──────── ТЕКСТ ДЛЯ ЧТЕНИЯ
XI Фестиваль театров малых городов России.
XI Фестиваль театров малых городов России, организованный Театром Наций, в этот раз проходит в Пятигорске — на нескольких городских сценах в течение недели сыграют 13 спектаклей конкурсной программы. Помимо этого есть и дополнительная программа, где показывают спектакли и документальное кино.
В первый день на фестивале играли столичные гости — сначала Liquid театр, а потом Театр им. Е. Вахтангова, показавший «Маскарад» в постановке Римаса Туминаса. Конкурсную программу открыл театр-студия «Грань» из Новокуйбышевска, уже отыграл Мытищинский театр ФЭСТ, а удмуртский «Парафраз» из Глазова показал вербатим «Короли и капуста» в постановке Дамира Салимзянова.
Третий день фестиваля завершился показом спектакля Адыгейского театра им. И. С. Цея «Лавина» в постановке молодого режиссера, выпускника Щукинского института Радиона Букаева. Пьесу турецкого писателя и драматурга Тунджера Джюдженоглу ставят с завидной периодичностью — с одной стороны, это достаточно абстрактная история об экзистенциальном страхе, с другой — довольно острое высказывание на тему сомнительности установившегося порядка, сомнений в справедливости и незыблемости закона.
────────────────
──────── СПИСОК МАТЕРИАЛОВ
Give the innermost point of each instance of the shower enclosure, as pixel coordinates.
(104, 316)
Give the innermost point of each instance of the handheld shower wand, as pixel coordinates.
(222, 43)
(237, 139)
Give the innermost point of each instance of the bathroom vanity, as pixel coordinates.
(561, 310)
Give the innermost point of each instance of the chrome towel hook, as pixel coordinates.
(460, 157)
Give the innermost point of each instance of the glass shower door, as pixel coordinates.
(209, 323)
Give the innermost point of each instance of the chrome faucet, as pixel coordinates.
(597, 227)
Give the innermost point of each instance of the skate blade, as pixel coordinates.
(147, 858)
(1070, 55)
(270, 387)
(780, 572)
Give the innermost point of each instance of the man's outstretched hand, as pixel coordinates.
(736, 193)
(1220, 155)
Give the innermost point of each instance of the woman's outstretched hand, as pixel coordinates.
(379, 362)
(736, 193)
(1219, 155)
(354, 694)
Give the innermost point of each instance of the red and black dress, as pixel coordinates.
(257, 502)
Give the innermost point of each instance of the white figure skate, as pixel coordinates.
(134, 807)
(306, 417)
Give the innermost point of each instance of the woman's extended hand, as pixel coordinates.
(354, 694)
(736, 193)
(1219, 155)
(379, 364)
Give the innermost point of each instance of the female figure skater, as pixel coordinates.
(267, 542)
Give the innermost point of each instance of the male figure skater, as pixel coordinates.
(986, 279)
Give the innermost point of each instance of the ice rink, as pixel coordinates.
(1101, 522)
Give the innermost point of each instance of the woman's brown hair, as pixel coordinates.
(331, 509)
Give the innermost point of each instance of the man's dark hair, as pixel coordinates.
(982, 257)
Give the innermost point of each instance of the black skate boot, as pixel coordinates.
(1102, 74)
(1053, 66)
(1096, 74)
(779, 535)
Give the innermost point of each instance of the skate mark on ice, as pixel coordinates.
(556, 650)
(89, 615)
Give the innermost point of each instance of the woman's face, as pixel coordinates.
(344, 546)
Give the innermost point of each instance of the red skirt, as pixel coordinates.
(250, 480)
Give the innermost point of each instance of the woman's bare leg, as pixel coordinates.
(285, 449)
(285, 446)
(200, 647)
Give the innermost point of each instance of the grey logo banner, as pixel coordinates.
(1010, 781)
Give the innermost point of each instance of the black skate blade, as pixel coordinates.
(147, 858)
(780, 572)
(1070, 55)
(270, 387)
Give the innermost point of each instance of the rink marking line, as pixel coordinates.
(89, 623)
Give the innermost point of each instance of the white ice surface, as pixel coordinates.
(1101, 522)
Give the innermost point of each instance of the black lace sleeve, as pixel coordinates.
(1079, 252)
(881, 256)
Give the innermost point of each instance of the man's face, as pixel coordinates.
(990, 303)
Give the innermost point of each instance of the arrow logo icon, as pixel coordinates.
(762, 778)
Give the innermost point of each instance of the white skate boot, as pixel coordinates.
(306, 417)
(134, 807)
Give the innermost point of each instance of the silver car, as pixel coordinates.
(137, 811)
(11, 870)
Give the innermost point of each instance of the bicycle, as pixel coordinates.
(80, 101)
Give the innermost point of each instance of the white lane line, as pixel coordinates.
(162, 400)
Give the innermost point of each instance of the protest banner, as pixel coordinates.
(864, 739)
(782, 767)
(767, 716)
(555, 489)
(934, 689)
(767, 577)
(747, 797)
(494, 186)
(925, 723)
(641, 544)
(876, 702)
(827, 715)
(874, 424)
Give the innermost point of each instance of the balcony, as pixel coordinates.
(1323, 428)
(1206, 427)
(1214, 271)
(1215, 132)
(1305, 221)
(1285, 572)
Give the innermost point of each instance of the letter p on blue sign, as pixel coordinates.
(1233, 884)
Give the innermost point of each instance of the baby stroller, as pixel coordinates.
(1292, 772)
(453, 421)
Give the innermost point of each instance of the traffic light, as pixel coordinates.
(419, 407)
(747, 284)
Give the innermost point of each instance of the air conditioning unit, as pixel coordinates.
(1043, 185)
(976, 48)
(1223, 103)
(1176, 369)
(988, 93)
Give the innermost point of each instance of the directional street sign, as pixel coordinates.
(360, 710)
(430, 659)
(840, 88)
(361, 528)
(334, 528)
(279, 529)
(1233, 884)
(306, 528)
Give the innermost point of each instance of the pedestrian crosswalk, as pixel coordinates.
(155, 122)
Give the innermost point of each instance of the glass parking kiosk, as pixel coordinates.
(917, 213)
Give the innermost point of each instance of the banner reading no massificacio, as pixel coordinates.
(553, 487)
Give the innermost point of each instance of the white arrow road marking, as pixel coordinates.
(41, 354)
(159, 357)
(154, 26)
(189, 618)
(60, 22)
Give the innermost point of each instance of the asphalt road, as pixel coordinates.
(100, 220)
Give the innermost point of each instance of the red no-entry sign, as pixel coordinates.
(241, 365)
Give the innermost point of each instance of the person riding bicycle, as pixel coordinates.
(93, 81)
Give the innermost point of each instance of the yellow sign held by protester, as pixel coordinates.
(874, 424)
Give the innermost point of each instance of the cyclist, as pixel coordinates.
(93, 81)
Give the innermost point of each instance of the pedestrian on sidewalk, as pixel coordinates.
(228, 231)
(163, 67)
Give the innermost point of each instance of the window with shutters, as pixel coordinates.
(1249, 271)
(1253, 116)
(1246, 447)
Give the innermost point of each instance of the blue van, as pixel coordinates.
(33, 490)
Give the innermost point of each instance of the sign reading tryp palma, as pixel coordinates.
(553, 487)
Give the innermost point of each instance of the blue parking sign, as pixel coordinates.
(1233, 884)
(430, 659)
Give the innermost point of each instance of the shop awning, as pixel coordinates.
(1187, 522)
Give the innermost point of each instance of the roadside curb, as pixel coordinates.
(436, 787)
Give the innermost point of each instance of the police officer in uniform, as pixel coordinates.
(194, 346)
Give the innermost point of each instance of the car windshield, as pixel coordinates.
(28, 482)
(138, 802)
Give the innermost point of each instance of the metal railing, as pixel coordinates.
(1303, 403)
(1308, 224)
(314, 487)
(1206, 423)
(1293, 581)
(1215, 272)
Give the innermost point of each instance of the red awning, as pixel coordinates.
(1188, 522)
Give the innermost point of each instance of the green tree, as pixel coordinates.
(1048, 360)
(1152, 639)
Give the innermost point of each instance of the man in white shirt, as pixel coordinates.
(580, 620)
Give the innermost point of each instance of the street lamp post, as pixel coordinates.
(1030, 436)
────────────────
**ЗАДАНИЕ**
Перепишите отрывок из текста о фестивале театров малых городов, начиная со слов «Третий день фестиваля» и продолжая до слов «и незыблемости закона.». В этом отрывке поставьте «начинающего режиссера» вместо «молодого режиссера».

**РЕЗУЛЬТАТ**
Третий день фестиваля завершился показом спектакля Адыгейского театра им. И. С. Цея «Лавина» в постановке начинающего режиссера, выпускника Щукинского института Радиона Букаева. Пьесу турецкого писателя и драматурга Тунджера Джюдженоглу ставят с завидной периодичностью — с одной стороны, это достаточно абстрактная история об экзистенциальном страхе, с другой — довольно острое высказывание на тему сомнительности установившегося порядка, сомнений в справедливости и незыблемости закона.